___ SOURCE PASSAGE
# My name is Manny



## Mannyr86 (1 mo ago)

Hello! I am new to this forum, I am hoping to get to know new people as well as connect with others whom I can relate with in their marriage ups and downs. But for now, This is just an introduction, my name is Manny. I live in Washington State. I am 36 years old and married with one baby boy. I'm a veteran of the military. I created my own business. I'm a Real Estate Photographer. I love to dance, I'm pretty good at Michael Jackson moves, including the Moonwalk . Other than that, that's just a small glimpse of my own life. I hope to hear from some of you! Thanks for dropping by.


----------



## BeyondRepair007 (Nov 4, 2021)

Mannyr86 said:


> Hello! I am new to this forum, I am hoping to get to know new people as well as connect with others whom I can relate with in their marriage ups and downs. But for now, This is just an introduction, my name is Manny. I live in Washington State. I am 36 years old and married with one baby boy. I'm a veteran of the military. I created my own business I'm a Real Estate Photographer. I love to dance, I'm pretty good at Michael Jackson moves, including the Moonwalk . Other than that, that's just a small glimpse of my own life. I hope to hear from some of you! Thanks for dropping by.
______
___ PROVIDED ENTRIES
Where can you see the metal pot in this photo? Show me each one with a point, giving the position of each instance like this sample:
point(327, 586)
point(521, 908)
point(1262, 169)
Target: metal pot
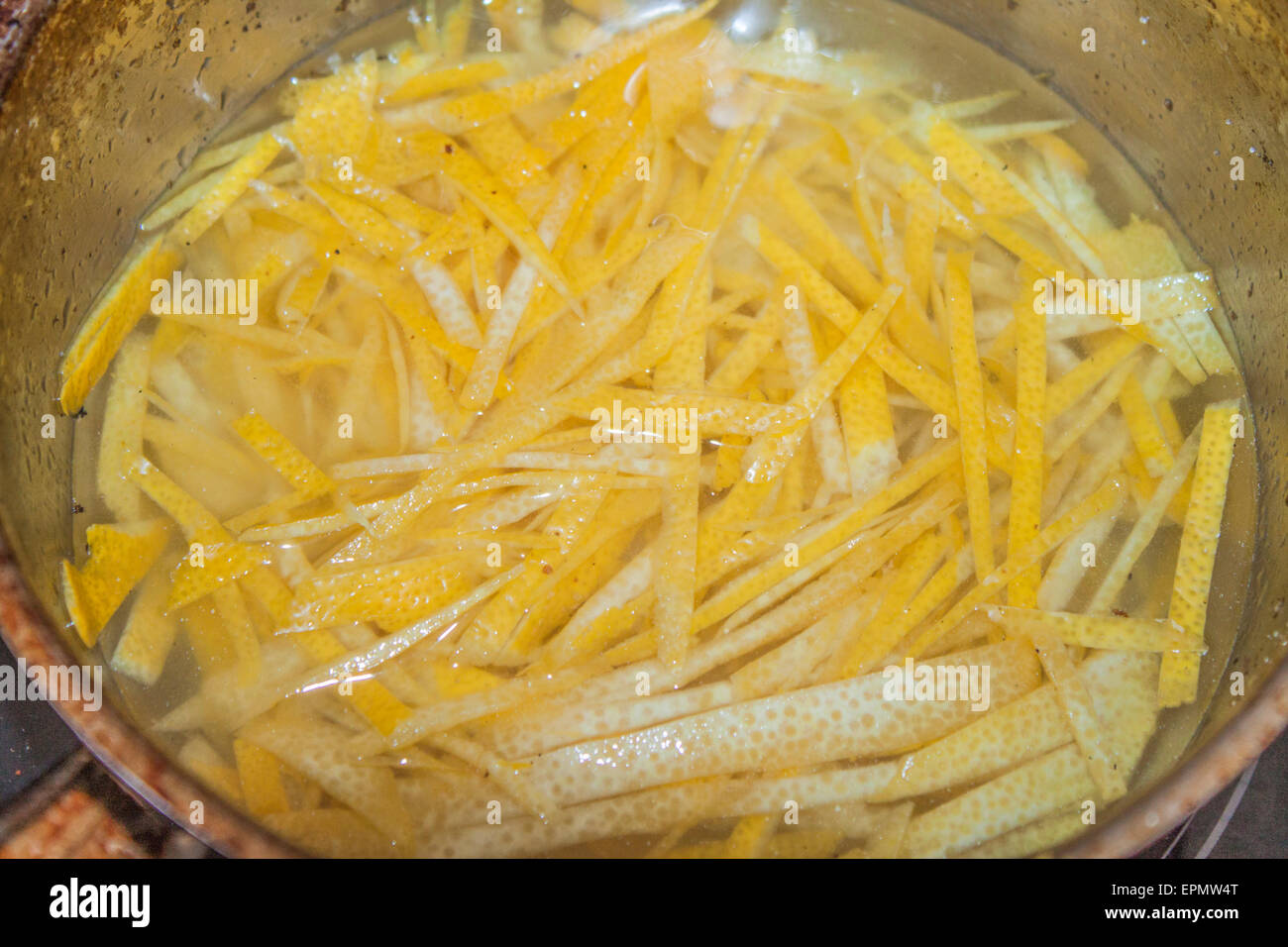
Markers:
point(115, 94)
______
INSTRUCTIONS:
**A)** Reproduce the passage of the forum post between "## Mannyr86 (1" and "(Nov 4, 2021)", inclusive.
**B)** Find each line in the listing that contains the string "point" and copy those lines out.
The forum post and the listing come from separate, unrelated sources.

COMPLETED EXERCISE:
**A)**
## Mannyr86 (1 mo ago)

Hello! I am new to this forum, I am hoping to get to know new people as well as connect with others whom I can relate with in their marriage ups and downs. But for now, This is just an introduction, my name is Manny. I live in Washington State. I am 36 years old and married with one baby boy. I'm a veteran of the military. I created my own business. I'm a Real Estate Photographer. I love to dance, I'm pretty good at Michael Jackson moves, including the Moonwalk . Other than that, that's just a small glimpse of my own life. I hope to hear from some of you! Thanks for dropping by.


----------



## BeyondRepair007 (Nov 4, 2021)

**B)**
Where can you see the metal pot in this photo? Show me each one with a point, giving the position of each instance like this sample:
point(327, 586)
point(521, 908)
point(1262, 169)
point(115, 94)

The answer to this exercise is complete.